Textauszug
· · · · · · ·

Der Artikel 401 der Verfassung, der festschreibt, dass das Land frei bleibe von genmanipuliertem Saatgut und genmanipulierten Anbaukulturen, war eine politische Errungenschaft. Ebenso die Vorschrift, dass die Einfuhr von solch gentechnisch verändertem Saat- oder Pflanzgut zu unterbleiben habe, das gesundheitsschädlich sein könne und die Ernährungssouveränität oder die Ökosysteme bedrohe. Die Verfassung verbietet darüber hinaus „die Einführung von Organismen und organischem sowie anorganischem Material, welches das genetische Erbe des Landes unumkehrbar verändern kann. Dieser Artikel 15 war der bemerkenswerten Präsenz sozialer Organisationen, vor allem von Umweltaktivist*innen sowie Kleinbauern und -bäuerinnen, in der Verfassunggebenden Versammlung zu verdanken.

Doch später wurde ein Fenster für Genmanipulation in der Landwirtschaft geöffnet, und zwar mit der Verfügung, dass „gentechnisch verändertes Saatgut oder gentechnisch veränderte Pflanzen in Ausnahmefällen eingeführt werden dürfen, sofern dies im nationalen Interesse ist, von der Präsidentschaft der Republik ordnungsgemäß begründet und von der Nationalversammlung genehmigt wurde“. Ein Wikileak, der in jenen Monaten landesweit zirkulierte, legte offen: „Die(se) in der Verfassung vorgesehene präsidiale Ausnahme war allein der Lobbyarbeit einflussreicher ecuadorianischer Agrarunternehmen geschuldet.“

Obwohl also Ecuador verfassungsrechtlich zu einem von genmanipuliertem Saatgut und Anbau freien Land erklärt wurde, wachen die sozialen Organisationen aufmerksam darüber, dass das so bleibt. So gab es im ganzen Land Hunderte von Workshops, während derer die enorme Agro-Biodiversität in Ecuador und ihre Bedeutung für die indigene bäuerliche Kultur verglichen wurde mit der genetischen Verarmung, die mit dem Einsatz von gentechnisch verändertem Saatgut und entsprechenden Anbaukulturen einhergeht. Von den ernsthaften Auswirkungen auf die Umwelt und unsere Gesundheit einmal ganz zu schweigen.

· · · · · · ·

Bereitgestelltes Material
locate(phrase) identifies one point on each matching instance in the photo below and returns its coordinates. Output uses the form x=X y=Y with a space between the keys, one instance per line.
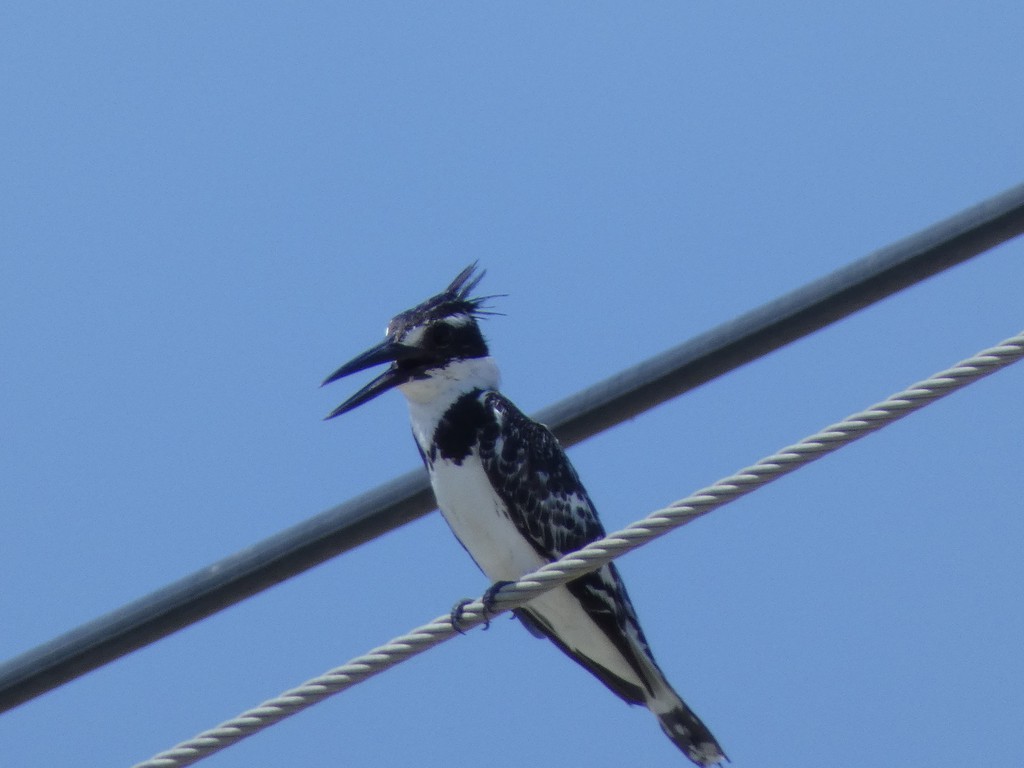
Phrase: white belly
x=478 y=519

· · · · · · ·

Gestellte Aufgabe
Führen Sie den Textauszug über Ecuadors Verfassung und das Saatgut im Anschluss an seinen letzten Satz fort.

Schriftliche Antwort
Zudem werden einheimische und industrielle Maissorten ständig überwacht. Da Mais so vielfältig ist, gedeiht er in den unterschiedlichsten Ökosystemen, von Flächen auf Meereshöhe bis zu Flächen auf über 3000 Meter Höhe im Andenhochland, über alle komplexen Ökosysteme und Böden hinweg, die Ecuador zu bieten hat. Bislang haben wir in unserem Mais keine durch Gentechnologie verursachte Kontamination (Verunreinigung) gefunden. Doch diese Form der Kontrolle beschränkt sich nicht nur auf den Maisanbau. Bei Proben von Soja- und Luzerne-Kulturen konnten gentechnisch veränderte Pflanzen gefunden werden, die illegal auf ecuadorianischen Feldern ausgebracht worden waren.

Nachdem die Bauernorganisationen dies festgestellt hatten, verklagten sie das Umweltministerium auf Nichterfüllung der gesetzlichen Pflichten. Selbiges erklärte sich für „nicht zuständig“, woraufhin es keine weitere Möglichkeit mehr gab, um gegen diesen illegalen Zustand Rechtsmittel einzulegen.

Kurz vor Ende der Amtszeit von Präsident Rafael Correa Mitte 2017 hat dieser seine Möglichkeit einer Teilblockade zum Gesetz über Agro-Biodiversität, Saatgut und die Förderung Nachhaltiger Landwirtschaft genutzt, um die Anwendung von Gentechnik für Anbau und Saatgut zu Forschungszwecken zu legalisieren. Die neue Nationalversammlung, die gerade zusammengetreten war, hat diesem Veto sehr schnell stattgegeben. Damit konterkarierte sie den Status eines gentechnikfreien Landes und verletzte die Verfassung Ecuadors. Die Reaktion folgte auf dem Fuß, da sich die sozialen Organisationen im „Kollektiv für ein gentechnikfreies Ecuador“ organisiert hatten und nun mehrere Klagen anstrengten. So auch jene, in der es um die Verfassungswidrigkeit dieses Gesetzes geht. Es gab Demonstrationen, Sit-Ins, Saatguttauschbörsen und andere Aktionen, die in den sozialen Netzwerken und den Medien koordiniert wurden.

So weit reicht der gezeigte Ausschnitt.